== YOUR TASK ==
Copy out the blog post about the Great British Baking Show in full, without changing a single word or mark.

An MFRW Author Post (kind of!) – and check out the other blogs on the hop!
This week’s prompt was to share the best dishes I cook, but I kind of did that last week and I’ll be the first one to admit that I steal all my best recipes from Pinterest, forget to save them and then never find them again. Instead, I thought I’d write about inspiration in the kitchen and in the office.
And to do that, I need to talk about the Great British Baking Show.
I fell into the Great British Baking Show about a week before we moved to Nashville. I had just gotten an IUD implant (again, literally a week before we left) and though they had told me I shouldn’t experience any side effects, I returned from the clinic with intense, lasting abdominal pain that made it challenging to sit up for too long, let along pack the bags and boxes and everything else. In fact, at that point, I hadn’t even started packing. The panic should have set in, but the pain and discomfort outweighed it.

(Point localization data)

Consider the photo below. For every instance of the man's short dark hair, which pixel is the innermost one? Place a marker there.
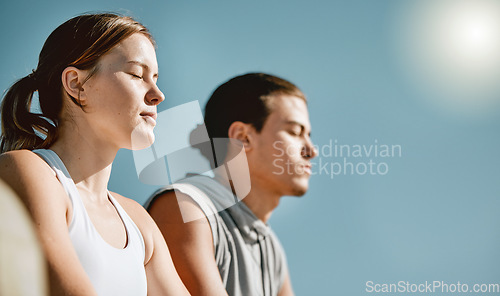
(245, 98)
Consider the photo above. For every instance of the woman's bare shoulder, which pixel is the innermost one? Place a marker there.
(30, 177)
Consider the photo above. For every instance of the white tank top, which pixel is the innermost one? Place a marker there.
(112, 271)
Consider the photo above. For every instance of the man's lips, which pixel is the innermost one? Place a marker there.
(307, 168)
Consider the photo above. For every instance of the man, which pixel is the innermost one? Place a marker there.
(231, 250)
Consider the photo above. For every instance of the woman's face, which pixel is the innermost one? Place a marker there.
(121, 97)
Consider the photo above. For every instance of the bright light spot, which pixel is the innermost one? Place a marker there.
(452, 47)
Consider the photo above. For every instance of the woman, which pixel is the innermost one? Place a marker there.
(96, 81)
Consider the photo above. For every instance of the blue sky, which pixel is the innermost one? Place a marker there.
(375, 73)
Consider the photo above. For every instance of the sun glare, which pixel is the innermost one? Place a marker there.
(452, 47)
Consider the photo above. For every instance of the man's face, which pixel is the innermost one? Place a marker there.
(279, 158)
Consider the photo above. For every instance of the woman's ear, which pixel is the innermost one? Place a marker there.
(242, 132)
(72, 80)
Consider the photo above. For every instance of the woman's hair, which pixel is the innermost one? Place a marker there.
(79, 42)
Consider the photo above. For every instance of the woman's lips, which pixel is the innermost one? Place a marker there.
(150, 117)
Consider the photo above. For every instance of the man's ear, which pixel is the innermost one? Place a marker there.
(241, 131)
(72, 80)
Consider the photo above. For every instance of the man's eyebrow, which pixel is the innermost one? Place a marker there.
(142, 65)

...

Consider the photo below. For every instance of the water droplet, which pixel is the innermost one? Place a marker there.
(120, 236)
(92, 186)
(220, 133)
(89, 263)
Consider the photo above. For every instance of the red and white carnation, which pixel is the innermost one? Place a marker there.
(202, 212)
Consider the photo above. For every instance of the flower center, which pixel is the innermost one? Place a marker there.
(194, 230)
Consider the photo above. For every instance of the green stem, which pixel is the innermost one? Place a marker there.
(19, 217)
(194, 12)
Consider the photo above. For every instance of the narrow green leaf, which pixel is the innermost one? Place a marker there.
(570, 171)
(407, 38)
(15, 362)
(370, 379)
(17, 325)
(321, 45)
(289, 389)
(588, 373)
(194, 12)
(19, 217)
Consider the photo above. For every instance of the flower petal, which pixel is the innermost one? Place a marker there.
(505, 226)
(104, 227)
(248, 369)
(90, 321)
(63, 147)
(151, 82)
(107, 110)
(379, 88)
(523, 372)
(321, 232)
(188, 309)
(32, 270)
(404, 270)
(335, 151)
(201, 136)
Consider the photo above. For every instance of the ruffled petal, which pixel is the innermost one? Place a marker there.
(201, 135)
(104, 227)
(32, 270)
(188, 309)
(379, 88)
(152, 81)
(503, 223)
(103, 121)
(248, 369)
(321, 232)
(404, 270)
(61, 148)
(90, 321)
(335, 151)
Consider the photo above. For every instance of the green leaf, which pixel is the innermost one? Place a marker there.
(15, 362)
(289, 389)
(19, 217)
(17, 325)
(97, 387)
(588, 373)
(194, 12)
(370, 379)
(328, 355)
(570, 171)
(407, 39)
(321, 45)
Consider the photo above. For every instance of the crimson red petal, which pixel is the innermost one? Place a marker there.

...

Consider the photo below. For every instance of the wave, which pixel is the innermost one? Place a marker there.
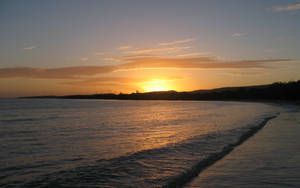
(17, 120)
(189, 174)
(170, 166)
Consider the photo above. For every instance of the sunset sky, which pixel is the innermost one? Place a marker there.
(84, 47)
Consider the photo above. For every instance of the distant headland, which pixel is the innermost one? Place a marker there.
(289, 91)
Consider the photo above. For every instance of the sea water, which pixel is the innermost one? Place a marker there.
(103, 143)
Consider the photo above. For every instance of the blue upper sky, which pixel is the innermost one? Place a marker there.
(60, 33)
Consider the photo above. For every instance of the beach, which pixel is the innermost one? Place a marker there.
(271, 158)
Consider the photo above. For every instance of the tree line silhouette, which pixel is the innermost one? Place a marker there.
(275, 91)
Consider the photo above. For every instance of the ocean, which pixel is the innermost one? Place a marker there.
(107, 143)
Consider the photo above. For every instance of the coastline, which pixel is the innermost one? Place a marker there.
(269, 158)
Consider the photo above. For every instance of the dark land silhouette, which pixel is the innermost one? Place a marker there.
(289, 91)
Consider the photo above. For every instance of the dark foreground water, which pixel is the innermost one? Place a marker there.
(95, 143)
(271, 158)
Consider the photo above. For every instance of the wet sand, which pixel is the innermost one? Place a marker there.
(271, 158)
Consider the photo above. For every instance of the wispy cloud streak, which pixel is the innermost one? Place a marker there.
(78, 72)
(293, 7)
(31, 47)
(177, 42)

== ANSWER BOX ==
An MFRW Author Post (kind of!) – and check out the other blogs on the hop!
This week’s prompt was to share the best dishes I cook, but I kind of did that last week and I’ll be the first one to admit that I steal all my best recipes from Pinterest, forget to save them and then never find them again. Instead, I thought I’d write about inspiration in the kitchen and in the office.
And to do that, I need to talk about the Great British Baking Show.
I fell into the Great British Baking Show about a week before we moved to Nashville. I had just gotten an IUD implant (again, literally a week before we left) and though they had told me I shouldn’t experience any side effects, I returned from the clinic with intense, lasting abdominal pain that made it challenging to sit up for too long, let along pack the bags and boxes and everything else. In fact, at that point, I hadn’t even started packing. The panic should have set in, but the pain and discomfort outweighed it.